Written exercise: Copy out, without any change, the lines that begin with the one containing "trace the outline of man in navy" and continue through the final line of the records, including both of these.

BEGIN Exercise inputs

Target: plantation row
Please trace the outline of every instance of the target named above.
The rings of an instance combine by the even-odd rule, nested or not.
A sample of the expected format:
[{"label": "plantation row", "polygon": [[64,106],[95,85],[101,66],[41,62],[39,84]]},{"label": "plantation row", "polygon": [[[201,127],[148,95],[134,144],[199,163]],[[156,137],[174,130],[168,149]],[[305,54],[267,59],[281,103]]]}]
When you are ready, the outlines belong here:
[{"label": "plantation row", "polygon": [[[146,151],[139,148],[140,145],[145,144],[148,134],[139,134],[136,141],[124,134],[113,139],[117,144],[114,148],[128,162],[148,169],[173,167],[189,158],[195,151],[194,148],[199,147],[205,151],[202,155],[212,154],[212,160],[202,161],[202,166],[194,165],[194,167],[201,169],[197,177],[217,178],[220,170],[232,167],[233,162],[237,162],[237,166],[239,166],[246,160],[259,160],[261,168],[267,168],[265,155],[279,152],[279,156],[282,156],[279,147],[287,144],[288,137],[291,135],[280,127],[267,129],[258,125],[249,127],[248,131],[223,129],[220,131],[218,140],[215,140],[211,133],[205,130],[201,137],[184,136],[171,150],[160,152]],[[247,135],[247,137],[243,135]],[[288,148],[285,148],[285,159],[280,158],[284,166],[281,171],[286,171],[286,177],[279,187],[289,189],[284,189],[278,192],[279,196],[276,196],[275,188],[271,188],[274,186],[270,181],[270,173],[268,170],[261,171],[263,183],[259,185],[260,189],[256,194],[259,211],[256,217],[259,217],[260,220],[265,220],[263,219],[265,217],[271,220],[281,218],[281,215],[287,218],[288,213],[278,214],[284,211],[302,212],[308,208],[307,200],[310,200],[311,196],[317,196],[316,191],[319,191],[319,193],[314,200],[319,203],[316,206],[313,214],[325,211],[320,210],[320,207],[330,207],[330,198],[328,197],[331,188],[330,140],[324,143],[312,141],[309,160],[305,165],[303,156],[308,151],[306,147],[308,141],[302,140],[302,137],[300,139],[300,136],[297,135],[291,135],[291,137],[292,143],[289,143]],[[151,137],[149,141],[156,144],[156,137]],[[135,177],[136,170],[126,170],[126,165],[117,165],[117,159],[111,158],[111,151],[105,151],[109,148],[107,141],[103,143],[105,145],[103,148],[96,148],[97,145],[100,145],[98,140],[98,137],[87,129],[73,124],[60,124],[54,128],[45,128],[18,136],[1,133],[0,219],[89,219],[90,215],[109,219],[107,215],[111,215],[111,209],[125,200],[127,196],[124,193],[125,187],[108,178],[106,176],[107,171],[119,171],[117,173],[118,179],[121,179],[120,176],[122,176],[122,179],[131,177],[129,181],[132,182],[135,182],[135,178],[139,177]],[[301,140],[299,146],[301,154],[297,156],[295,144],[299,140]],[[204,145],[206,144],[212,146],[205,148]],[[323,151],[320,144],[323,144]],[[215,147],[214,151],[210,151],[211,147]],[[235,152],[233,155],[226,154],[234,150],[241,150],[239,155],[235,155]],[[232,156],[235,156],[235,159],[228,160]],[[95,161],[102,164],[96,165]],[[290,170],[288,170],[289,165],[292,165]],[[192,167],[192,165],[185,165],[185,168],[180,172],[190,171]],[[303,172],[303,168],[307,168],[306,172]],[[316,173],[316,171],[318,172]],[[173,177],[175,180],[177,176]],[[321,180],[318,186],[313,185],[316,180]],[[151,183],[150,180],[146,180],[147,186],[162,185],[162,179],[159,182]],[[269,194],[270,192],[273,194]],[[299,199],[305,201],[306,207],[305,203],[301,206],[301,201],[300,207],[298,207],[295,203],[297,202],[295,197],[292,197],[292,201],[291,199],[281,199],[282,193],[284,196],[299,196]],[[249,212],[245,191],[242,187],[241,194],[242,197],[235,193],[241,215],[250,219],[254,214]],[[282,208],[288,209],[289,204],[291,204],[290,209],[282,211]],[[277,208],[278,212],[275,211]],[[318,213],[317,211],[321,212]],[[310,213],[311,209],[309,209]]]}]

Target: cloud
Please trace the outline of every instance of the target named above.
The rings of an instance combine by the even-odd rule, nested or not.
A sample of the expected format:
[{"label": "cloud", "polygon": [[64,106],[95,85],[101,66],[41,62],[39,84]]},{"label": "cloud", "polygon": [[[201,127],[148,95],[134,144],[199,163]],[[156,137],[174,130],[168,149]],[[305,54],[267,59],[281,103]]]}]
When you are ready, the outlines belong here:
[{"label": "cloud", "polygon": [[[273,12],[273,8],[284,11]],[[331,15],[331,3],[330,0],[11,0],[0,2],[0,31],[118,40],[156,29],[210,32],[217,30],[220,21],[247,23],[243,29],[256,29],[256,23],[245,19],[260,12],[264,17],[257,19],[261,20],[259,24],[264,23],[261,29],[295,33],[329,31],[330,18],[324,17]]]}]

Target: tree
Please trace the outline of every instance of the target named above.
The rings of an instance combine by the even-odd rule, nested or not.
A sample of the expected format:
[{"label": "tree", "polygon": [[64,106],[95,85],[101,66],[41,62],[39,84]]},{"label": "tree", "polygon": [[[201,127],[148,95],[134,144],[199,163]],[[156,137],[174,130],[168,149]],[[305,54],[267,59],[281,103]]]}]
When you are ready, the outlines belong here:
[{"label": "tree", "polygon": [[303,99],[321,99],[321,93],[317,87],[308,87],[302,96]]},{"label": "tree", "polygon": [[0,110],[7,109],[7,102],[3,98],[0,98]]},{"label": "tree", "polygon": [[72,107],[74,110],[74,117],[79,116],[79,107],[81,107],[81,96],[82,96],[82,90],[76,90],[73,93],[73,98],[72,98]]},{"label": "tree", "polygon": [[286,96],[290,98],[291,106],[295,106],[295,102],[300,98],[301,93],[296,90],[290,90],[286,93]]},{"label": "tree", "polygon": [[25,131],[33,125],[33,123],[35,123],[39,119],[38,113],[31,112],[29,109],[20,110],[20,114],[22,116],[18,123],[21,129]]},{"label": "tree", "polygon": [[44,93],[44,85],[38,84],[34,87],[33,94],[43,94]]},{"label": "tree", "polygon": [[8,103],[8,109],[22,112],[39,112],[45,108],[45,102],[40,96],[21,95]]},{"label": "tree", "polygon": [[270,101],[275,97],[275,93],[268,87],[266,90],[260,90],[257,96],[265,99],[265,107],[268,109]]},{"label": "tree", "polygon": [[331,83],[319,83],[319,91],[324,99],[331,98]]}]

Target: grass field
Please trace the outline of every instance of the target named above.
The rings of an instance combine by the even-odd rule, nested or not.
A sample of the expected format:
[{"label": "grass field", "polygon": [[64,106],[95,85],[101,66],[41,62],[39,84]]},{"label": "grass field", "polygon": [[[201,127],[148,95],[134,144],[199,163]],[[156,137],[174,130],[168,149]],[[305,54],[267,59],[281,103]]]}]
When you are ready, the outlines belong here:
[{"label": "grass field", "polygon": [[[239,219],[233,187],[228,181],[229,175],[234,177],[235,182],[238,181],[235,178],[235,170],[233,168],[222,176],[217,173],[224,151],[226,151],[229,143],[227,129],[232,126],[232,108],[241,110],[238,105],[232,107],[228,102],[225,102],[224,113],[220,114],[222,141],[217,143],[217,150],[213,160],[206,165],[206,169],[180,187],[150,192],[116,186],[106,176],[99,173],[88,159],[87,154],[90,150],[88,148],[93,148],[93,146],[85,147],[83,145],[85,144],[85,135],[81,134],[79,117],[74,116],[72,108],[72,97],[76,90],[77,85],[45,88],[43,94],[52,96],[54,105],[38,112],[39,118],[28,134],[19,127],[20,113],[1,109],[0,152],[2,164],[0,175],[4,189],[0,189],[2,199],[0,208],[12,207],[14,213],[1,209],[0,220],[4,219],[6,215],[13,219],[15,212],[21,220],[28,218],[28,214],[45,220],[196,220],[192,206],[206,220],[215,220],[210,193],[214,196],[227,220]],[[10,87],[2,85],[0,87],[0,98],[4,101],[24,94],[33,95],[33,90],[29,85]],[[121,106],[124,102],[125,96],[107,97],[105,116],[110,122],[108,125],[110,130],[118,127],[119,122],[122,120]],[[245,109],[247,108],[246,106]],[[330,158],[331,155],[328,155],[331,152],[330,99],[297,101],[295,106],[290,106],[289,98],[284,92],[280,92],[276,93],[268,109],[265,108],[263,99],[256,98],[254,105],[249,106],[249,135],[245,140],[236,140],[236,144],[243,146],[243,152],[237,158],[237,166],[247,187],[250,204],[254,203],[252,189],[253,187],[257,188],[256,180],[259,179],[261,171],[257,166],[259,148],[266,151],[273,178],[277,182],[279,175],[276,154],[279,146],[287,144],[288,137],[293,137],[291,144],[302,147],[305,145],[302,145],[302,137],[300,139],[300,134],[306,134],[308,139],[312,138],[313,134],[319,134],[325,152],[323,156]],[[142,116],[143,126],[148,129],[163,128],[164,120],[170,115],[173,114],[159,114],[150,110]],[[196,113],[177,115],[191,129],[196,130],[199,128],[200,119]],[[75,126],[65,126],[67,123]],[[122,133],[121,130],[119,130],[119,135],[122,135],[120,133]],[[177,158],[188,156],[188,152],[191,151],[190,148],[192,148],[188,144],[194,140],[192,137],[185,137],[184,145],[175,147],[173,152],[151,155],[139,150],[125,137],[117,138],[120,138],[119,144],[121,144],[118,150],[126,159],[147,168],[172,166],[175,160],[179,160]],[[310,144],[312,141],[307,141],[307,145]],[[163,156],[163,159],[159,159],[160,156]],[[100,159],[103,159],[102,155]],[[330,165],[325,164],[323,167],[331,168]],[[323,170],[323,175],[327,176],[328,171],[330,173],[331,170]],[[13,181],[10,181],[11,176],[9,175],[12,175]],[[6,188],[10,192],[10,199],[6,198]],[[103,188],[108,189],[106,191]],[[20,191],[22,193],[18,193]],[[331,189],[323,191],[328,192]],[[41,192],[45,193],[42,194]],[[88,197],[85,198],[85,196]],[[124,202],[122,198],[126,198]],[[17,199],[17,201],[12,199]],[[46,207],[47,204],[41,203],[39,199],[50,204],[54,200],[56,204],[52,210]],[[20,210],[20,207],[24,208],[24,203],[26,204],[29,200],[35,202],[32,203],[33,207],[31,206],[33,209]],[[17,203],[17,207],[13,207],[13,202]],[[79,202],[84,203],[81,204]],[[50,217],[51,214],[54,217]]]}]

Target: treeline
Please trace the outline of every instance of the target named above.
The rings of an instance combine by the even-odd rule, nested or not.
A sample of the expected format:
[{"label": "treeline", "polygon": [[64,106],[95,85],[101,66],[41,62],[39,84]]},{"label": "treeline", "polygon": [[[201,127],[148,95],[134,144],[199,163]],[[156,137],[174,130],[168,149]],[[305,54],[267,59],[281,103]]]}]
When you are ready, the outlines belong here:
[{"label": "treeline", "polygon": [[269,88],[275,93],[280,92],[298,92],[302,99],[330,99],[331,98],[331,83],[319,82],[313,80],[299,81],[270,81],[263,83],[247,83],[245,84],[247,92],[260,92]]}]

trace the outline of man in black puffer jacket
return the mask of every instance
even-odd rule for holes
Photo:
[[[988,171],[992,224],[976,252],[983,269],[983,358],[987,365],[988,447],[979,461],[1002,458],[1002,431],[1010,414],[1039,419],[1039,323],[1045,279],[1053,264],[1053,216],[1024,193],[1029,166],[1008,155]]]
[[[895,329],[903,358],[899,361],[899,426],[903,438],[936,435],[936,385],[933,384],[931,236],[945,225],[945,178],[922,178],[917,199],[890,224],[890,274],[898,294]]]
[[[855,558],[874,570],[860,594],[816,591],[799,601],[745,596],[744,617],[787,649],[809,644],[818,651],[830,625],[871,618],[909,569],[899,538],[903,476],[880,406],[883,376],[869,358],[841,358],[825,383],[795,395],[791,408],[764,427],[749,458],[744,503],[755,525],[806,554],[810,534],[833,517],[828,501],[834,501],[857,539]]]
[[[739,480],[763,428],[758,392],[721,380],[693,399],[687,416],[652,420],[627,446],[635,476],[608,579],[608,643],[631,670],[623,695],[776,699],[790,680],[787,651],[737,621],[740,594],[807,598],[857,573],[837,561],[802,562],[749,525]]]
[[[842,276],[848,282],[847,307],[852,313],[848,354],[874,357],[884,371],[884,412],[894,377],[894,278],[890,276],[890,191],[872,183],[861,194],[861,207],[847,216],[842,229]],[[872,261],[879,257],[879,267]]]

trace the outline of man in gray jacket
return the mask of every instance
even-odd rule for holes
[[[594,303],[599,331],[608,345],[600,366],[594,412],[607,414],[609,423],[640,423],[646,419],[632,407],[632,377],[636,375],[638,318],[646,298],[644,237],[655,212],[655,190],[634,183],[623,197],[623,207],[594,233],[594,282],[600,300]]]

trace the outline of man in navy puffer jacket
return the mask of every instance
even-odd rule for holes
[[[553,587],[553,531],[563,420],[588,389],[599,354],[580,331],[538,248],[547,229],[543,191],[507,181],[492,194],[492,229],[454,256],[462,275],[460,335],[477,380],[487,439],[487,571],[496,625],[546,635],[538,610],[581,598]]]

END Exercise inputs

Final answer:
trace the outline of man in navy puffer jacket
return the mask of every instance
even-odd rule for holes
[[[553,587],[553,531],[563,420],[588,389],[599,354],[580,331],[538,248],[547,229],[543,191],[507,181],[492,194],[492,229],[454,256],[462,275],[460,335],[477,380],[487,439],[487,571],[496,625],[546,635],[538,610],[581,598]]]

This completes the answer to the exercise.